> **Extract provided**

+ + +

After trying with other pharmacists to get it passed for about a decade, Petersburg Rexall Drug Store pharmacist Cate Kowalski is elated.

The change will give the state the authority to decide appeals on the reimbursement that pharmacies receive for medication impacts her business the most.

“We’ve been getting squeezed and squeezed for years,” Kowalski said. “To the point where it’s not covering the cost of what we pay for these drugs. When you try to appeal them we had no recourse. We would send things in. They would say, ‘Oh yes this is how you do it,’ but we would never get anything back.”

Insurance providers hire pharmacy benefit managers, or companies that provide oversight of the medication reimbursement. The managers have the authority to negotiate drug prices between insurers and pharmacies and decide appeals.

HB 240 creates a more transparent appeal process for pharmacies disputing reimbursement, and also gives the state’s Division of Insurance final say in disputes.

Express Scripts is  a national pharmacy benefit management company headquartered in St. Louis. Senior Director Cindy Laubacher testified April 20 before the Senate Finance Committee.

Laubacher outlined multiple problems she saw in the legislation. Turning over appeal authority to the state was a huge concern.

+ + +

> **Activities**
a - In the article on the pharmacy appeals bill, where is Express Scripts headquartered?
b - Which organizations or official bodies does the article on the pharmacy appeals bill name by their proper names? List all of them.
c - Print the part of the article on the pharmacy appeals bill from "Insurance providers hire" up to and including "a huge concern.".

> **Information shown**
+ + +

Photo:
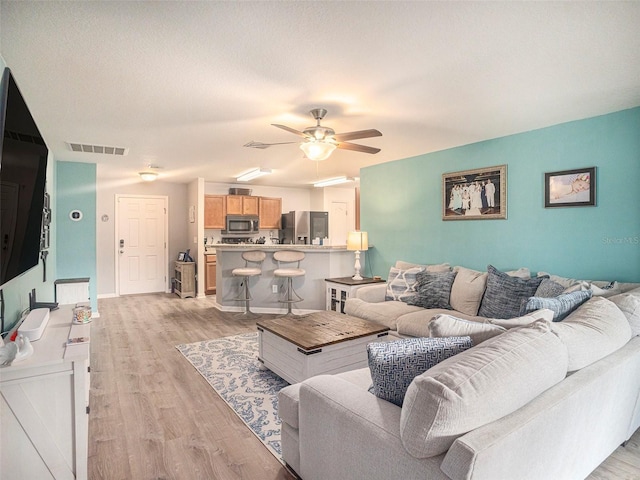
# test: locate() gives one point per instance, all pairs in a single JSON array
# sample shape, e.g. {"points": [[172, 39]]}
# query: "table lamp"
{"points": [[358, 242]]}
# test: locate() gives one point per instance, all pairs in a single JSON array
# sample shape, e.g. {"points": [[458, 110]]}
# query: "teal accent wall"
{"points": [[401, 204], [76, 241], [16, 292]]}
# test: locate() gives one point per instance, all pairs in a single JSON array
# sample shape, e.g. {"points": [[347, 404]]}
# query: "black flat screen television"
{"points": [[23, 174]]}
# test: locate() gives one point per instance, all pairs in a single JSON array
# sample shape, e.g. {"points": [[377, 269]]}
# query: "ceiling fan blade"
{"points": [[261, 145], [357, 148], [291, 130], [372, 132]]}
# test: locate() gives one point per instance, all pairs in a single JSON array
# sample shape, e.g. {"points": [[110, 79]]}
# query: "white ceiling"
{"points": [[184, 85]]}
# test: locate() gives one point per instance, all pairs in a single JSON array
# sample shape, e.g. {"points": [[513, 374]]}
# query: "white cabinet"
{"points": [[44, 406], [339, 289]]}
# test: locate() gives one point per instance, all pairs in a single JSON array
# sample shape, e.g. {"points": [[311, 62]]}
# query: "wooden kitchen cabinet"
{"points": [[242, 205], [215, 211], [270, 212], [210, 275]]}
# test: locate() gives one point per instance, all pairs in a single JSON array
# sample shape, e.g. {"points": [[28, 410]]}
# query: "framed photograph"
{"points": [[479, 194], [570, 188]]}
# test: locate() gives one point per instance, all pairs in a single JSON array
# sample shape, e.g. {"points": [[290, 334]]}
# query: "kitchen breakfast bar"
{"points": [[320, 262]]}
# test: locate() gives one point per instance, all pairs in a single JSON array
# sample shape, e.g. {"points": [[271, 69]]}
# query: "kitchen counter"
{"points": [[268, 246], [320, 262]]}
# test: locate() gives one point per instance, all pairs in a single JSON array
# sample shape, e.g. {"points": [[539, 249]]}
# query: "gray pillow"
{"points": [[505, 294], [433, 290], [549, 288], [394, 365], [562, 305]]}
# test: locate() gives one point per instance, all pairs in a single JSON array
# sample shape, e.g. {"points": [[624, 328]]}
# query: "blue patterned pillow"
{"points": [[562, 305], [504, 294], [401, 283], [394, 365], [433, 290]]}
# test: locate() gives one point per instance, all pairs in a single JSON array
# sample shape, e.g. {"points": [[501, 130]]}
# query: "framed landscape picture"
{"points": [[570, 188], [479, 194]]}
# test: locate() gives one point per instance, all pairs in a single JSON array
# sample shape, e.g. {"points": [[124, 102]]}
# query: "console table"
{"points": [[339, 289], [44, 406]]}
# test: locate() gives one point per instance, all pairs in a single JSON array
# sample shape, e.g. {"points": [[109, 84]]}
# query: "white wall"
{"points": [[107, 188]]}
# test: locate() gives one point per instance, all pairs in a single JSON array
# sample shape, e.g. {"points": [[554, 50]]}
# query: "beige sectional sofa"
{"points": [[534, 399]]}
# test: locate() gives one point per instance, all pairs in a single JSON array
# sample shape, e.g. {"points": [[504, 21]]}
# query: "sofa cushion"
{"points": [[505, 293], [479, 386], [542, 314], [433, 290], [562, 305], [395, 364], [467, 290], [439, 267], [629, 304], [549, 288], [416, 324], [564, 281], [386, 313], [450, 326], [593, 331], [401, 283]]}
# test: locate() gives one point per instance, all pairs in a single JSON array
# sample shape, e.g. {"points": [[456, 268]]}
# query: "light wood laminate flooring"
{"points": [[154, 417]]}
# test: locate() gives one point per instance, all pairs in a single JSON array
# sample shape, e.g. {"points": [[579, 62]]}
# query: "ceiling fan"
{"points": [[319, 142]]}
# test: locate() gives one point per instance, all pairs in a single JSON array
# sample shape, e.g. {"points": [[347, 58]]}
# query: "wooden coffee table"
{"points": [[296, 348]]}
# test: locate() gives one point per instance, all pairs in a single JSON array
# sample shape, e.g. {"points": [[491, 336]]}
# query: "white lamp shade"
{"points": [[317, 151], [358, 241]]}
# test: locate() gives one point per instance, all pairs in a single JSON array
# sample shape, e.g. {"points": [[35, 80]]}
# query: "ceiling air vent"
{"points": [[84, 148]]}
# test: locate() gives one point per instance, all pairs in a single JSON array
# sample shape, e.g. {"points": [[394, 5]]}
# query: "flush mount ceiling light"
{"points": [[320, 142], [333, 181], [149, 175], [255, 173]]}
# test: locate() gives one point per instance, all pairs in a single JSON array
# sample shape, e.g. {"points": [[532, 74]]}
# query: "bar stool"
{"points": [[284, 257], [255, 257]]}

+ + +

> **Responses for each task**
a - St. Louis

b -
- Petersburg Rexall Drug Store
- the state's Division of Insurance
- Express Scripts
- the Senate Finance Committee

c -
Insurance providers hire pharmacy benefit managers, or companies that provide oversight of the medication reimbursement. The managers have the authority to negotiate drug prices between insurers and pharmacies and decide appeals.

HB 240 creates a more transparent appeal process for pharmacies disputing reimbursement, and also gives the state’s Division of Insurance final say in disputes.

Express Scripts is  a national pharmacy benefit management company headquartered in St. Louis. Senior Director Cindy Laubacher testified April 20 before the Senate Finance Committee.

Laubacher outlined multiple problems she saw in the legislation. Turning over appeal authority to the state was a huge concern.